Referring expression pointing data
┏━━
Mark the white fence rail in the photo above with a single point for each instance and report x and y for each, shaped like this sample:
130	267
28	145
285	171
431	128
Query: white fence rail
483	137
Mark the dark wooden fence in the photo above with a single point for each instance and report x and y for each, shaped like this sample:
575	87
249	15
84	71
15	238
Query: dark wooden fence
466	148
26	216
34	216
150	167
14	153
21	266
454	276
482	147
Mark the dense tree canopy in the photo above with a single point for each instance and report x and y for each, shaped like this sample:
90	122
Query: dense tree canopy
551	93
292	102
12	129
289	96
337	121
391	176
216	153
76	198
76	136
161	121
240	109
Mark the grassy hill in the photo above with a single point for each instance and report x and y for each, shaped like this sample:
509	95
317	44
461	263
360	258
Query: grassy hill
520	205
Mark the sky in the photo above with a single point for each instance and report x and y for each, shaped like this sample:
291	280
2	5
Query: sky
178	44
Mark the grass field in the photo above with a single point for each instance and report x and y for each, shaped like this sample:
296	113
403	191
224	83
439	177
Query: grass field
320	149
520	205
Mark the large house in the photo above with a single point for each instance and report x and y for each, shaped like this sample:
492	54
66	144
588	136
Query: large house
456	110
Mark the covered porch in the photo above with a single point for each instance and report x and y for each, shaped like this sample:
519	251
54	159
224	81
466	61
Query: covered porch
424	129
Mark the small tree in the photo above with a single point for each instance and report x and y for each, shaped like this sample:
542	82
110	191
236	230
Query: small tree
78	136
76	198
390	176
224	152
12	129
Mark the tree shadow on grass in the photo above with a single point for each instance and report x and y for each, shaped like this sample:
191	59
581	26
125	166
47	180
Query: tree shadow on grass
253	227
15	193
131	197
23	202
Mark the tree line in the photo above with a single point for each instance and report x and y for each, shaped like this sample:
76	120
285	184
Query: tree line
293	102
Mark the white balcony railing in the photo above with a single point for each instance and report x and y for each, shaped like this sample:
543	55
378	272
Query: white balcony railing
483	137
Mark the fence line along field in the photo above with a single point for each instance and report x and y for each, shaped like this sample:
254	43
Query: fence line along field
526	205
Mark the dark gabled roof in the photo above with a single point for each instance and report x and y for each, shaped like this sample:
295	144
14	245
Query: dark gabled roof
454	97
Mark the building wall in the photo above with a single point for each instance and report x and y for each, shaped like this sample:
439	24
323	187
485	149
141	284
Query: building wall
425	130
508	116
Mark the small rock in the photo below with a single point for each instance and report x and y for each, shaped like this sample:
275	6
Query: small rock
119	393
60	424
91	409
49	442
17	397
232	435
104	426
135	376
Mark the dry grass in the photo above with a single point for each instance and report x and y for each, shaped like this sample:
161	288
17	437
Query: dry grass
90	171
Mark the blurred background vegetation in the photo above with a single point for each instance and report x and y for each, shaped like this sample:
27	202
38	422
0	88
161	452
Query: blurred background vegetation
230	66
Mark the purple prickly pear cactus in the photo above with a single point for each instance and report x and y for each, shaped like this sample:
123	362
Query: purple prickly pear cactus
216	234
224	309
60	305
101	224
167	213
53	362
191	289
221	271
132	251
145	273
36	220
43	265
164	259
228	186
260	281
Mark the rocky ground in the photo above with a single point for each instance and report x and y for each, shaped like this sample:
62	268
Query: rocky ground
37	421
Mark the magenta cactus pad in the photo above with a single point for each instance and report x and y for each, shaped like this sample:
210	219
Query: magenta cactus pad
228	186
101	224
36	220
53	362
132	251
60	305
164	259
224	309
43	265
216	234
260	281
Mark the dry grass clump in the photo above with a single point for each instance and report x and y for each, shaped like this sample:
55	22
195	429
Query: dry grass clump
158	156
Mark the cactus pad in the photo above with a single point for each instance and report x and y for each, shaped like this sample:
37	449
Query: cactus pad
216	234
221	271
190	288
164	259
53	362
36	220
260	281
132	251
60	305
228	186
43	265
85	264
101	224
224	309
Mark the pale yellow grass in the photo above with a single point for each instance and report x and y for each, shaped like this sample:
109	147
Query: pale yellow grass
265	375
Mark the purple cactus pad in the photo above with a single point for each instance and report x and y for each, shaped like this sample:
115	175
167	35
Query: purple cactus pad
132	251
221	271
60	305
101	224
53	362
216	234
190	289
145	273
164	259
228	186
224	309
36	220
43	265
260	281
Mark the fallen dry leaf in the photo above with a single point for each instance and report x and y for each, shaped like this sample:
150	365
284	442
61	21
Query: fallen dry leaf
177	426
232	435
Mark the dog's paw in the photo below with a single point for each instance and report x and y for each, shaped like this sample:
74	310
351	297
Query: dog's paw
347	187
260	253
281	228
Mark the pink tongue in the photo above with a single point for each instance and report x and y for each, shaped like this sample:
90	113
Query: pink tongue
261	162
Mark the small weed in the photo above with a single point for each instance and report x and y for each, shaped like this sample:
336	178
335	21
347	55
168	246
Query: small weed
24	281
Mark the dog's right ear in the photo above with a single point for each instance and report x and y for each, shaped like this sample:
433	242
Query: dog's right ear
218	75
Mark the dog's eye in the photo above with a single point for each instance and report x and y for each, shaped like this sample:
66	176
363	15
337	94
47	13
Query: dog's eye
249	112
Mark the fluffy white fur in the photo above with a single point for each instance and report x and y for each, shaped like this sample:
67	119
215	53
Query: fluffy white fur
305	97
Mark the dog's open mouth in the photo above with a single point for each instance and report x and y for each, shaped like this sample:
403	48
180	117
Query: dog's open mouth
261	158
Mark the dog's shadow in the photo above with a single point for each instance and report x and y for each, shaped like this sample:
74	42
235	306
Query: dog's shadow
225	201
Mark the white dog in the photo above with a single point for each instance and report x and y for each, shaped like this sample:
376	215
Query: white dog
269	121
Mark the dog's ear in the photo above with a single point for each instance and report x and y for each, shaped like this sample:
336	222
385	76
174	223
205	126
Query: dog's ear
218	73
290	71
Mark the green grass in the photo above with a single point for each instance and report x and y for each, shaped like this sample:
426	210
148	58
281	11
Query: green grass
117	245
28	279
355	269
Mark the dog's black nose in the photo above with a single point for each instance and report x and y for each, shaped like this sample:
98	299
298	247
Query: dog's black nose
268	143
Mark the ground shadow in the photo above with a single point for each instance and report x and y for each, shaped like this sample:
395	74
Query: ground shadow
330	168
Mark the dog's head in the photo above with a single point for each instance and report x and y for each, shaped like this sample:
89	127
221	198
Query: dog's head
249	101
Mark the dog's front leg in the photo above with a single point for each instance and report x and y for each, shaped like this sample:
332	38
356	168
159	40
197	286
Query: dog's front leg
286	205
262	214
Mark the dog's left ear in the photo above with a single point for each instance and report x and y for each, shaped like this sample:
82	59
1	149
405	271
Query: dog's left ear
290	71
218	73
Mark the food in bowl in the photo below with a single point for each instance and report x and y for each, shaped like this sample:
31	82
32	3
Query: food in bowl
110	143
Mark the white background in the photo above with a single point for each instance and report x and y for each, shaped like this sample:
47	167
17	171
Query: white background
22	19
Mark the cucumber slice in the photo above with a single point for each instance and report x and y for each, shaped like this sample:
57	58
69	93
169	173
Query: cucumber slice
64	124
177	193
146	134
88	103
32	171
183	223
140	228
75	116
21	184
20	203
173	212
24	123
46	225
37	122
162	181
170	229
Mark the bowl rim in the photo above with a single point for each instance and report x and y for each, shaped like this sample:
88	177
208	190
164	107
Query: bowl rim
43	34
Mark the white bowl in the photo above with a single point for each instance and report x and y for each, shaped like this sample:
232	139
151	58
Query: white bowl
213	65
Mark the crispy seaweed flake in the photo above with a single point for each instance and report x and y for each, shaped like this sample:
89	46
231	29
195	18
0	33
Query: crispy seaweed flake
┗━━
Problem statement: The data above needs to be given again exactly, with no line left out.

Solution:
Mark the white fence rail in the photo above with a single point for each instance and report x and y for each, shaped like this sample:
130	267
28	145
285	171
431	128
Query: white fence rail
483	137
Mark the dark wooden fence in the photo above with a single point for each instance and report x and y for each, shaped like this sample:
575	87
249	15
84	71
15	238
Query: dark wooden fence
466	148
26	216
34	216
150	167
14	153
21	266
454	276
482	147
Mark the dense tree canopy in the photo above with a single point for each instance and report x and y for each, shaped like this sample:
90	122
Query: dense tree canopy
551	93
292	102
12	129
289	96
337	121
391	176
216	153
76	198
76	136
161	121
240	109
Mark the grassy hill in the photo above with a single point for each instance and report x and y for each, shaped like this sample:
509	95
317	44
461	263
360	258
Query: grassy hill
520	205
Mark the sky in the photo above with a single point for each instance and report x and y for each, shaped like this sample:
291	280
2	5
Query: sky
178	44
Mark the grass field in the photo above with a single point for each instance and report x and y for each, shaped like this sample:
296	113
403	191
224	83
439	177
Query: grass field
320	149
520	205
Mark the large house in the photo above with a single point for each instance and report x and y for each, shaped like this sample:
492	54
66	144
588	136
Query: large house
456	110
Mark the covered porch in the photo above with a single point for each instance and report x and y for each, shaped like this sample:
519	251
54	159
224	81
466	61
Query: covered porch
424	129
Mark the small tree in the photo above with a single point for each instance and report x and y for each, shaped like this sample:
542	82
110	191
236	230
Query: small tree
78	136
76	198
390	176
224	152
12	129
Mark the tree shadow on grass in the photo above with a single point for each instance and report x and y for each, shaped like this sample:
191	59
581	26
125	166
47	180
Query: tree shadow on grass
253	227
15	193
131	197
23	202
Mark the tree line in the photo above with a single point for each instance and report x and y for each, shaped like this sample:
76	120
285	184
Query: tree line
293	102
Mark the white balcony railing in the photo above with a single point for each instance and report x and y for each, shaped like this sample:
543	55
378	272
Query: white balcony railing
483	137
Mark the fence line along field in the photo above with a single point for each instance and report x and y for each, shaped like this sample:
254	43
Query: fence line along field
526	205
Mark the dark gabled roof in the photo above with a single point for each instance and report x and y for each, shaped like this sample:
295	144
14	245
Query: dark gabled roof
454	97
Mark the building wall in the photo above with a single point for each instance and report x and y for each, shaped like this sample:
439	24
323	187
485	149
141	284
Query: building wall
425	130
508	116
Mark the small rock in the photo below with a single point for each instance and report x and y for each, shaped like this sample:
275	6
Query: small rock
119	393
60	424
91	409
49	442
17	397
232	435
104	426
135	376
Mark the dry grass in the photo above with a single point for each instance and report x and y for each, shaped like this sample:
161	288
17	437
Query: dry grass
90	171
Mark the blurred background vegetation in the photo above with a single point for each instance and report x and y for each, shaped like this sample:
27	202
38	422
0	88
161	452
Query: blurred background vegetation
230	66
Mark the purple prickly pear cactus in the photo above with a single point for each instance and report x and y for each, shaped like this sample:
123	362
Query: purple prickly pear cactus
216	234
224	309
60	305
101	224
167	213
53	362
191	289
221	271
132	251
145	273
36	220
43	265
164	259
228	186
260	281
Mark the rocky ground in the photo above with a single point for each instance and report x and y for each, shaped like this sample:
62	268
Query: rocky ground
37	421
Mark the magenta cactus pad in the photo above with a single point for each instance and report x and y for each, shaped like this sample:
210	219
Query: magenta cactus pad
228	186
101	224
36	220
53	362
132	251
60	305
164	259
224	309
43	265
216	234
260	281
Mark the dry grass clump in the photo above with a single point for each instance and report x and y for each, shaped like this sample:
55	22
195	429
Query: dry grass clump
158	156
Mark the cactus pad in the photo above with a single point for each instance and report x and y for each, shaped like this sample:
37	449
Query: cactus pad
216	234
221	271
190	288
164	259
53	362
36	220
260	281
132	251
60	305
228	186
43	265
85	264
101	224
224	309
Mark the pale yellow grass in the photo above with a single point for each instance and report x and y for each, shaped like this sample:
109	147
Query: pale yellow grass
265	375
Mark the purple cactus pad in the photo above with a single point for each instance and report x and y for each, shaped like this sample:
115	175
167	35
Query: purple cactus pad
132	251
221	271
60	305
101	224
53	362
216	234
190	289
145	273
164	259
228	186
224	309
36	220
43	265
260	281
Mark the fallen dry leaf in the photo above with a single point for each instance and report x and y for each, shaped like this sample:
150	365
284	442
61	21
Query: fallen dry leaf
177	426
232	435
Mark the dog's paw in the photo below with a single point for each instance and report x and y for each, shaped like this sample:
74	310
351	297
Query: dog's paw
347	187
260	253
281	228
Mark the pink tongue in the photo above with a single point for each instance and report x and y for each, shaped like this sample:
90	113
Query: pink tongue
261	162
Mark the small weed in the photo above with a single point for each instance and report x and y for each, shaped like this sample:
336	178
335	21
347	55
168	246
Query: small weed
24	281
Mark the dog's right ear in the photo above with a single point for each instance and report x and y for each, shaped like this sample:
433	242
Query: dog's right ear
218	75
Mark the dog's eye in the photo above with a single point for each instance and report x and y for each, shaped like this sample:
66	176
363	15
337	94
47	13
Query: dog's eye
249	112
Mark the fluffy white fur in the photo above with a single point for each instance and report x and y for each, shaped like this sample:
67	119
215	53
Query: fluffy white fur
305	97
Mark the dog's open mouth in the photo above with a single point for each instance and report x and y for each, shaped like this sample:
403	48
180	117
Query: dog's open mouth
261	158
Mark the dog's shadow in the photo above with a single point for each instance and report x and y for each, shaped like this sample:
74	42
235	306
Query: dog's shadow
225	201
Mark the white dog in the photo above with a single point for each instance and report x and y for each, shaped like this sample:
376	215
Query: white dog
269	121
Mark the dog's ear in the photo above with a single point for each instance and report x and y for each, shaped like this sample:
336	222
385	76
174	223
205	126
Query: dog's ear
218	73
290	71
Mark the green grass in the photo above with a single point for each instance and report x and y for each, shaped like this sample:
426	210
148	58
281	11
Query: green grass
117	245
28	279
355	269
Mark the dog's black nose in the photo above with a single point for each instance and report x and y for each, shaped like this sample:
98	299
298	247
Query: dog's black nose
268	143
Mark the ground shadow in the photo above with a single point for each instance and report x and y for each, shaped like this sample:
395	74
Query: ground shadow
330	168
Mark the dog's head in the photo above with a single point for each instance and report x and y for each, shaped like this sample:
89	127
221	198
Query: dog's head
249	101
Mark the dog's front leg in the photo above with a single point for each instance and report x and y for each, shaped like this sample:
332	38
356	168
159	40
197	286
Query: dog's front leg
286	205
262	214
Mark the dog's left ear in the photo above with a single point for each instance and report x and y for each, shaped like this sample:
82	59
1	149
405	271
Query: dog's left ear
290	71
218	73
Mark the food in bowl in the photo below with a single point for each instance and report x and y for each, shaped like this sample:
31	82
32	3
Query: food in bowl
110	143
Mark the white background in the photo above with a single point for each instance and report x and y for each, shaped like this sample:
47	167
17	171
Query: white background
22	19
Mark the cucumber slice in the photo above with a single point for each instance and report x and y for each, shaped like this sample:
57	58
69	93
169	173
Query: cucumber slice
64	124
177	193
146	134
88	103
32	171
183	223
140	228
75	116
21	184
20	203
173	212
24	123
46	225
37	122
162	181
170	229
Mark the bowl rim in the photo above with a single point for each instance and report x and y for each, shaped like this sample:
88	177
208	190
164	107
Query: bowl rim
43	34
Mark the white bowl in the photo above with a single point for each instance and report x and y for each, shaped like this sample:
232	139
151	58
Query: white bowl
213	65
Mark the crispy seaweed flake in the photo above with a single point for each instance and report x and y for each, shaped like this sample:
89	46
231	29
195	18
0	33
Query: crispy seaweed flake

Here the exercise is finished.